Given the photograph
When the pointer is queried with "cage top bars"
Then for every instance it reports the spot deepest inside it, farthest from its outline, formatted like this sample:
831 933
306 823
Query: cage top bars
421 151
- - - - -
Write out every line of the items above again, adding 42 to each coordinate in the answers and leaving every other number unchanged.

Written solution:
Given the photograph
When the pointer is queried with "cage top bars"
Then for every instance it reports the spot deepest inside it, farthest from its outline, formatted like this sample:
831 933
306 823
Query: cage top bars
463 193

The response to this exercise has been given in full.